[Point localization data]
=======
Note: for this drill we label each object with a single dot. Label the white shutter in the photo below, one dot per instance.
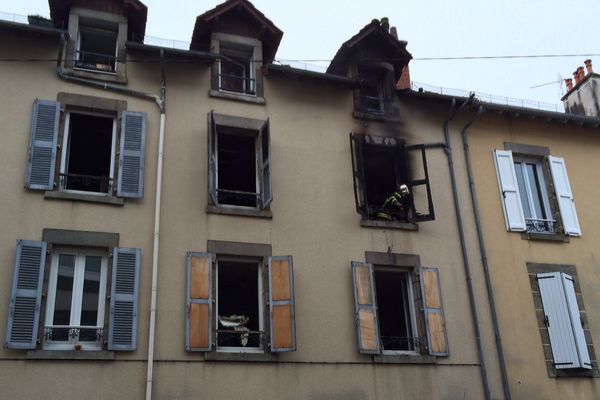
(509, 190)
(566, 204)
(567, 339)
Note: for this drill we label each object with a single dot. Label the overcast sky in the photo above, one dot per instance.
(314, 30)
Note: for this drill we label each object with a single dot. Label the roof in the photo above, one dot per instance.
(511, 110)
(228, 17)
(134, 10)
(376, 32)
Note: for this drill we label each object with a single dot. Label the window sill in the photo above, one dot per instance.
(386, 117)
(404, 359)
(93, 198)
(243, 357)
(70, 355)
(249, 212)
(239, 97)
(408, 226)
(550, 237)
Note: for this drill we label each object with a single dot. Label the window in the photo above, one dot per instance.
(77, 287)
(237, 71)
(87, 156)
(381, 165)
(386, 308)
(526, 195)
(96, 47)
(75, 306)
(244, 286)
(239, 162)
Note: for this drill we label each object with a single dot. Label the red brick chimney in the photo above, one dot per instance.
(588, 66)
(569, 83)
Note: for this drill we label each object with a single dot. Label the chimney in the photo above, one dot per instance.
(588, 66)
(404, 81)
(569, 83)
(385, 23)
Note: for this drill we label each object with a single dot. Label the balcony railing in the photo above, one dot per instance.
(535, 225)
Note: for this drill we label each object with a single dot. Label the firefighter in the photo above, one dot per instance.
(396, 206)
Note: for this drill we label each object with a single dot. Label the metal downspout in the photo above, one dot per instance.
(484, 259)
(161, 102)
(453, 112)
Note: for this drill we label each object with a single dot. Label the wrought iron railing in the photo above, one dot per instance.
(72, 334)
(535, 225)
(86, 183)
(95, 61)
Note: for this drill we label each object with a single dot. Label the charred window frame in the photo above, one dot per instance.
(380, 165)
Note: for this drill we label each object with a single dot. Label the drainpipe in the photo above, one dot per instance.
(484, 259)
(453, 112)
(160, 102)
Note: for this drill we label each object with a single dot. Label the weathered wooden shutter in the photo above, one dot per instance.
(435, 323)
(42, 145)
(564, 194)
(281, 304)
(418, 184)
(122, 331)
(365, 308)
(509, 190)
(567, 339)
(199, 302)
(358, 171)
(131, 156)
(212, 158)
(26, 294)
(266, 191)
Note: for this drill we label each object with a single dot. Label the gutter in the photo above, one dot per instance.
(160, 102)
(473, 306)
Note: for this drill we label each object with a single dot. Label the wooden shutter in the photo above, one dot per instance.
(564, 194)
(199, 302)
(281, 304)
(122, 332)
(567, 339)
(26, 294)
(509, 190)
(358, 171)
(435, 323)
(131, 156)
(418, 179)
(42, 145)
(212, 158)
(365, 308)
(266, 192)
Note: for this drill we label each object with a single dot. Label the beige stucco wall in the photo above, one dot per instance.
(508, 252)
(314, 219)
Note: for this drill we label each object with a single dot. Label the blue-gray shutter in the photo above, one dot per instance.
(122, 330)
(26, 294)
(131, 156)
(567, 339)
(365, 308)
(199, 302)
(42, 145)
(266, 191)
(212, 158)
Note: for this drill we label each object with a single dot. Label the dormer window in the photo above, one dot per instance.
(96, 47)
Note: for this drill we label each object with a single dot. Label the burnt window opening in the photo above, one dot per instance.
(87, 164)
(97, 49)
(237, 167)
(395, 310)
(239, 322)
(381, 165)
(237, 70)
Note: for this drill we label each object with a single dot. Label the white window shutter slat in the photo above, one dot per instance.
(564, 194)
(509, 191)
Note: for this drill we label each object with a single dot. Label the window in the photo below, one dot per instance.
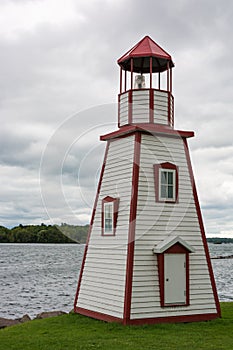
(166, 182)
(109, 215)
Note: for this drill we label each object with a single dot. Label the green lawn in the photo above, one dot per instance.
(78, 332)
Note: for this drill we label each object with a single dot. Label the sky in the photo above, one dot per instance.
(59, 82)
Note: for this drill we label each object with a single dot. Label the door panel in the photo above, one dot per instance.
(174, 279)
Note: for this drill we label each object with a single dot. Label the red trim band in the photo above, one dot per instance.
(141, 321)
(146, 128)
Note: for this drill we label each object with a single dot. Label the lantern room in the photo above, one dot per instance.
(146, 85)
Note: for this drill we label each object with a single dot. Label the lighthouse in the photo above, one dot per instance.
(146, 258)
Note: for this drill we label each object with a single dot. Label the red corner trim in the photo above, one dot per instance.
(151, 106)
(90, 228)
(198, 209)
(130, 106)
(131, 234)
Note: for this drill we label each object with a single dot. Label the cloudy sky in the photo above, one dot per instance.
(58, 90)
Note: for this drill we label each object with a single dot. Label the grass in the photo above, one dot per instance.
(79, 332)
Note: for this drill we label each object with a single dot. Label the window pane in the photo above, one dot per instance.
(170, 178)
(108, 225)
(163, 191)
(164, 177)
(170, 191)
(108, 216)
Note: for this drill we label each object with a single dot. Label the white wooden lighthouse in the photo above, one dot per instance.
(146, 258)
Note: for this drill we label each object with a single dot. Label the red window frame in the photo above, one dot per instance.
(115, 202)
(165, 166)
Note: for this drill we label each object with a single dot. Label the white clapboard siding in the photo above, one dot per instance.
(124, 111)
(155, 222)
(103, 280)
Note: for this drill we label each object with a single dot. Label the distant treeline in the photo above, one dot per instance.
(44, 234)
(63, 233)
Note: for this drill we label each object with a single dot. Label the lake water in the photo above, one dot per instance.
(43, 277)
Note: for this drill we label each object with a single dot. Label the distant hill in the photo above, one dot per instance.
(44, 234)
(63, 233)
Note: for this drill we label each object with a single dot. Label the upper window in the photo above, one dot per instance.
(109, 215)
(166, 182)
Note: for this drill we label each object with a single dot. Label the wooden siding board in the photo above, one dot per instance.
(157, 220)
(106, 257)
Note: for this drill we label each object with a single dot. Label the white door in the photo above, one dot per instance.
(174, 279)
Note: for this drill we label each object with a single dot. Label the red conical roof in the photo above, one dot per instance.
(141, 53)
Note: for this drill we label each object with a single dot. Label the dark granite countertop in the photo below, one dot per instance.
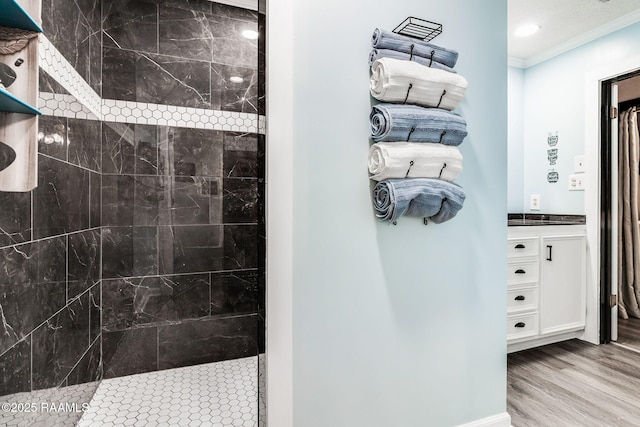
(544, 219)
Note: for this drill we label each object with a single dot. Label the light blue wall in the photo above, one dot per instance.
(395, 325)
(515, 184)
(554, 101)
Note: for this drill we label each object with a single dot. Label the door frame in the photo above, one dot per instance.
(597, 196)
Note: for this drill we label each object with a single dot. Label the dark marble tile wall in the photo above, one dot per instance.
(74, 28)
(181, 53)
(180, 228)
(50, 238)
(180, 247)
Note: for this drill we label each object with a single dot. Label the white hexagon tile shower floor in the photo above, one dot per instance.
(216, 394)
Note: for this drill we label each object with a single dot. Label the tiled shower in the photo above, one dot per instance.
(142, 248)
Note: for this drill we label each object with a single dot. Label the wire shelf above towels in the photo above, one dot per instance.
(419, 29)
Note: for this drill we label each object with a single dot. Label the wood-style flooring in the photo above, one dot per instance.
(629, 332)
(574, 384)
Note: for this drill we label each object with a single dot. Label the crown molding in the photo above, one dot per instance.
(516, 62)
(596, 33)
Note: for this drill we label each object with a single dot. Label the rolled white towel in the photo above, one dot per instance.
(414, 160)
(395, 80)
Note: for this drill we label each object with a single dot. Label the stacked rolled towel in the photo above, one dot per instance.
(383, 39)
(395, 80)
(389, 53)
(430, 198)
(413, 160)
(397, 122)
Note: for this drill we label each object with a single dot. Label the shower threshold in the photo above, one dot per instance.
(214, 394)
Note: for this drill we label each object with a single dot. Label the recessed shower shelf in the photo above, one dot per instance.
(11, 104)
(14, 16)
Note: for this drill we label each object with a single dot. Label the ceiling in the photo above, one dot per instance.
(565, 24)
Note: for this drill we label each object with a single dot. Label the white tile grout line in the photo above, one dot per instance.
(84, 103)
=======
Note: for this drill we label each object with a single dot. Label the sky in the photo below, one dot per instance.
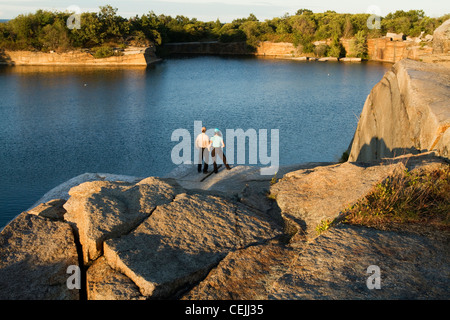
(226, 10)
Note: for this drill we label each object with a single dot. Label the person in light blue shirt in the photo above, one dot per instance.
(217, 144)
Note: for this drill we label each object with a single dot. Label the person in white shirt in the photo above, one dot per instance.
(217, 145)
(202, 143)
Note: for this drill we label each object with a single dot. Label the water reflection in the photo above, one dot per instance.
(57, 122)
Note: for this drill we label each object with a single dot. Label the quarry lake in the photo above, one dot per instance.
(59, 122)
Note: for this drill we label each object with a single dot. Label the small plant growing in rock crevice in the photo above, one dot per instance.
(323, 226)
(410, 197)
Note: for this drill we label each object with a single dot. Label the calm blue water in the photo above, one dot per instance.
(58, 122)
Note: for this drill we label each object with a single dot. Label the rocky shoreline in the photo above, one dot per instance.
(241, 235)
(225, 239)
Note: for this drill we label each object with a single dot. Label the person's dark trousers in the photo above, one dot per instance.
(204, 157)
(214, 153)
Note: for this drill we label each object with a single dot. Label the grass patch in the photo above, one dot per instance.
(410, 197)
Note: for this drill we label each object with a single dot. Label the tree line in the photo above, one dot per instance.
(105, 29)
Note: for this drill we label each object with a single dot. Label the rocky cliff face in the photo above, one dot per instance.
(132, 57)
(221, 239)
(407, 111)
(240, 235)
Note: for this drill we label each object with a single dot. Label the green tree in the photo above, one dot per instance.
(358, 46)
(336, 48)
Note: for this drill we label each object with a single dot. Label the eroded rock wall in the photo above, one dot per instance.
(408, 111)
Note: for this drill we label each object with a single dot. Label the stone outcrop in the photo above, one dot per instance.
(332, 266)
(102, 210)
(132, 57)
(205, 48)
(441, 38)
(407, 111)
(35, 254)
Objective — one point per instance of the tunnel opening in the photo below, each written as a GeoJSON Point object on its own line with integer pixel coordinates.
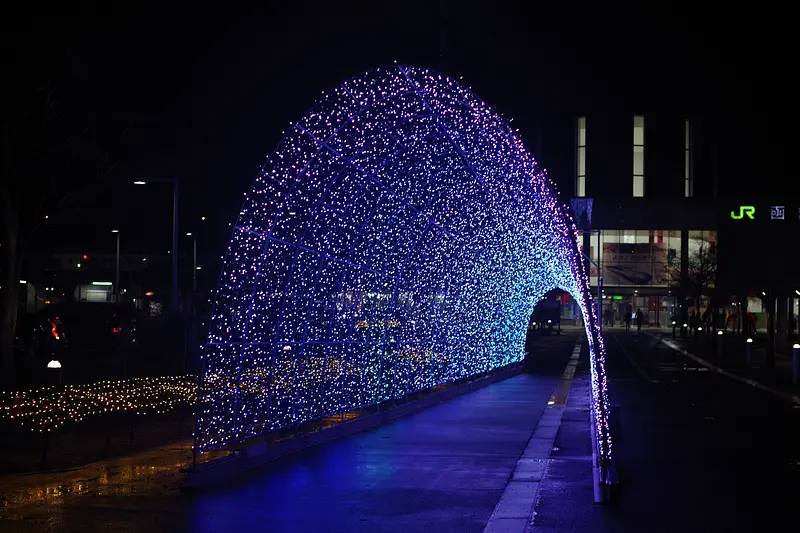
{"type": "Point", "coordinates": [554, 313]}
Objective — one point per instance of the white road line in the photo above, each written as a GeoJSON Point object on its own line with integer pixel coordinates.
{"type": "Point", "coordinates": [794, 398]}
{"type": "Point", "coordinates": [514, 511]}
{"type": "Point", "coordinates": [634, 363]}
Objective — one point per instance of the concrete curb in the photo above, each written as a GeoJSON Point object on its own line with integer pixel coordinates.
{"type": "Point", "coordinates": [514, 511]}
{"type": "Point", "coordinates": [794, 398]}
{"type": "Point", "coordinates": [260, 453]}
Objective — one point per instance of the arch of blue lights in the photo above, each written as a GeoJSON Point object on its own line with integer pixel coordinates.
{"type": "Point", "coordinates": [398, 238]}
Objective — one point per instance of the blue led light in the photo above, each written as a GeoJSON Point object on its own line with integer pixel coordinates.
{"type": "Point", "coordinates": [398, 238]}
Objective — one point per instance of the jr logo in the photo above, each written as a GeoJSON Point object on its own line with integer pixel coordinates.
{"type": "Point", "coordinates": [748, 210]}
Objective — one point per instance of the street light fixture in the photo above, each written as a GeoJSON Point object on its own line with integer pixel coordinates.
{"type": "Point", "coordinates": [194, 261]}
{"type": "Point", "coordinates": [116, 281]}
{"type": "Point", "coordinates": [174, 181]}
=======
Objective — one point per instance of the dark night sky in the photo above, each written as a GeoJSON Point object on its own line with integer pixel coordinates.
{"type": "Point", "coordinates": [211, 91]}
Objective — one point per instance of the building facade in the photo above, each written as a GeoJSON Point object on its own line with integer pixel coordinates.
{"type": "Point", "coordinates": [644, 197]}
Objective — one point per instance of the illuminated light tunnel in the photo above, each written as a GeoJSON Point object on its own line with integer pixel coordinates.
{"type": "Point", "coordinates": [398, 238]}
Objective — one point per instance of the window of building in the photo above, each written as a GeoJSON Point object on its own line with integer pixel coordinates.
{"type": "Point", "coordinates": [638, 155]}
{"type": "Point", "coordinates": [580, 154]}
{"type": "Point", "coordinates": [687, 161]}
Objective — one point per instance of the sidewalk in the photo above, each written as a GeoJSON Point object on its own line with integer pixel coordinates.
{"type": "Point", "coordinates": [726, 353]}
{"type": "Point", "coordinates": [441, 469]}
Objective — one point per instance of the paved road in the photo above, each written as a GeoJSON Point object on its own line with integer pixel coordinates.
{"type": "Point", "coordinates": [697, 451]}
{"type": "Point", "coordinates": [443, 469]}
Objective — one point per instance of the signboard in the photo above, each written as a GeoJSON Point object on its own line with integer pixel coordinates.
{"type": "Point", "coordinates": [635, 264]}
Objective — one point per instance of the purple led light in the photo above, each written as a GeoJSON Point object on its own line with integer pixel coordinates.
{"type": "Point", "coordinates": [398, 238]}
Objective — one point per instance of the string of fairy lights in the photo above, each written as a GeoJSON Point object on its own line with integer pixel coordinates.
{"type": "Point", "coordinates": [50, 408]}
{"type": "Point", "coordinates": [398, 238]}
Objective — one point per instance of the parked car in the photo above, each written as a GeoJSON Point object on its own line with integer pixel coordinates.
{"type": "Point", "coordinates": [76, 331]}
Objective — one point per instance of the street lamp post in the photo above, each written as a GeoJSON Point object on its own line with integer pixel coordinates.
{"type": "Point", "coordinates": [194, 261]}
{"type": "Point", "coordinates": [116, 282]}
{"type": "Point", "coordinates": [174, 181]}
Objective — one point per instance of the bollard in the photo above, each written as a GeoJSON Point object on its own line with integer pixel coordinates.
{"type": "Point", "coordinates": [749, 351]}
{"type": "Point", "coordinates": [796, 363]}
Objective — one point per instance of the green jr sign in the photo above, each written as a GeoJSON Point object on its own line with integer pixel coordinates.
=======
Return a word-for-word copy of the lines above from the one holding "Objective — one point per instance of the parked" through the one holding "Objective — one point per instance of the green", with both of them included and nothing besides.

■ WORKED SOLUTION:
Objective — one point per instance of the parked car in the photo above, each written as a GeoJSON Point object on its own line with integer pixel coordinates.
{"type": "Point", "coordinates": [76, 331]}
Objective — one point per instance of the street lamp post in the photo above, each written as a GeoJSON Point object on its own line with integer pixel coordinates.
{"type": "Point", "coordinates": [194, 261]}
{"type": "Point", "coordinates": [116, 282]}
{"type": "Point", "coordinates": [174, 181]}
Objective — one point per instance of the bollard in the photo above, each written as a GeoJSON Point object on its own line with integer pixel coordinates.
{"type": "Point", "coordinates": [749, 351]}
{"type": "Point", "coordinates": [796, 363]}
Objective — one point per instance of the green jr sign in the photo above, each written as a GeoJSON Point object on its own line with integer pixel coordinates.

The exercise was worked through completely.